> _AIM OF THE EXERCISE_: Please transcribe the data below in full, word for word, without the images.

> _EXTRACTED INFORMATION_:
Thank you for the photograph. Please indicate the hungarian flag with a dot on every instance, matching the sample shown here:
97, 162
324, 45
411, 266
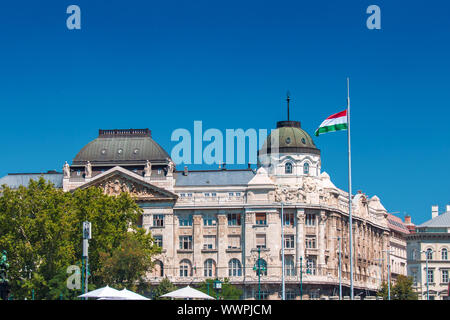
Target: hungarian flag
335, 122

> _SOLUTION_:
Thank you for the photograph. Please indicate the hungarian flag with a dot on every instance, matching the sample shown here:
97, 162
324, 45
411, 266
Target: hungarian flag
335, 122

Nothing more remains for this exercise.